Instructions to follow: Please list every section heading in the text on mobile app design, in the order they appear.

The best app-making software will allow you to design your apps with a variety of built-in templates that keep content to a minimum like described above, make it easy to perform tasks such as uploading your company logo, and offer cross platform availability across Android, iOS, and Windows.
Offload and resize tasks
Making sure that users exert additional effort as little as possible should be one of your top priorities when designing an enterprise-level mobile app. Ideally, all the important buttons should already be on the homepage, because the easier it is for them to get to the feature they need, the better.
If it is unavoidable, it’s better to divide the tasks into bite-sized chunks that are simple enough for users to understand. Remove unnecessary fields and keep the forms as short as possible, requiring only the bare minimum to avoid input error.
Use visual weighing
The most important element on the current display should have the most visual weight. Whether in color, size, or contrast, it should easily be the most noticeable thing on the screen. With regards to content, make sure that contents are optimized to the device display size and are easy to read. There should be headings to create a hierarchy on text-heavy pages so users can skim pages quickly.
Have quality imagery
It is important to use quality imagery in the apps since it is easier to fit images and icons that convey as much information as entire phrases of texts on the limited screen size of mobile devices. The use of Scalable Vector Graphics (SVGs) for illustrations and icons is also recommended because it is infinitely scalable. Additionally, SVGs are also smaller in size and can help boost loading times.
Boost security with a VPN
Apps should always be designed with security in mind as a top priority before any mock-ups are even created. The goal behind UI and UX is not just to display information like we’ve been discussing so far, it’s also to only display information that users are allowed to see. Furthermore, if your app requires users to put in any personal or financial information, security and privacy is even more important as cybercrime has been rising significantly since the pandemic hit.

Source material:
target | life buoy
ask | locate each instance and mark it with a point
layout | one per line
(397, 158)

Problem solution:
Offload and resize tasks
Use visual weighing
Have quality imagery
Boost security with a VPN